▶ [SUPPLIED DATA]
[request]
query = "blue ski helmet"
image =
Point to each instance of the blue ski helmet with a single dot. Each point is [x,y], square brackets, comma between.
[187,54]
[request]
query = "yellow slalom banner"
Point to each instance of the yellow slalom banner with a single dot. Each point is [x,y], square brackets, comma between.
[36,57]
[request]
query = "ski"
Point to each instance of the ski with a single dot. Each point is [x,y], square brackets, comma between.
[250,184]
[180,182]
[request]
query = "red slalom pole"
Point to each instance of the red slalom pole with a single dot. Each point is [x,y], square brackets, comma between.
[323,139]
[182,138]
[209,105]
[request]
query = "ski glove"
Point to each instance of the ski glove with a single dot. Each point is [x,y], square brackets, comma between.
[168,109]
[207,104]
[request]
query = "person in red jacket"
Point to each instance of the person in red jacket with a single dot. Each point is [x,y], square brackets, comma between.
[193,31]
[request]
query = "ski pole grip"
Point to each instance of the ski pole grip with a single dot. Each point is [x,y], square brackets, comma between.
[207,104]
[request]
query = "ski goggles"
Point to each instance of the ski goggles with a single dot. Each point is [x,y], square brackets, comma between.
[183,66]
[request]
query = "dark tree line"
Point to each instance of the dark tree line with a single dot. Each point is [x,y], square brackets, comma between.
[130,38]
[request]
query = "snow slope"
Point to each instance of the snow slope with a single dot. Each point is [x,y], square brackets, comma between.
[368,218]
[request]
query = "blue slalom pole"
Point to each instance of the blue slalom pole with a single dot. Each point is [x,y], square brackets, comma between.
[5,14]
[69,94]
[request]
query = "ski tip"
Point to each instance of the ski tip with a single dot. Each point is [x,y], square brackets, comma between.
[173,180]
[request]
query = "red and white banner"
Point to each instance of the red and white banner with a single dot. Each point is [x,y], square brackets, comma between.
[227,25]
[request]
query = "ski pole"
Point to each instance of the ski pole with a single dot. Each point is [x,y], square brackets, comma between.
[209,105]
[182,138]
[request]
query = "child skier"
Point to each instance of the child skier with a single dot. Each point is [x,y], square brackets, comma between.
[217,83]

▶ [TASK INSTRUCTIONS] How many lines of the material above contain the string "grip", counting only matches with the same capitalization? Reply with the number alone.

▶ [EXERCISE ANSWER] 2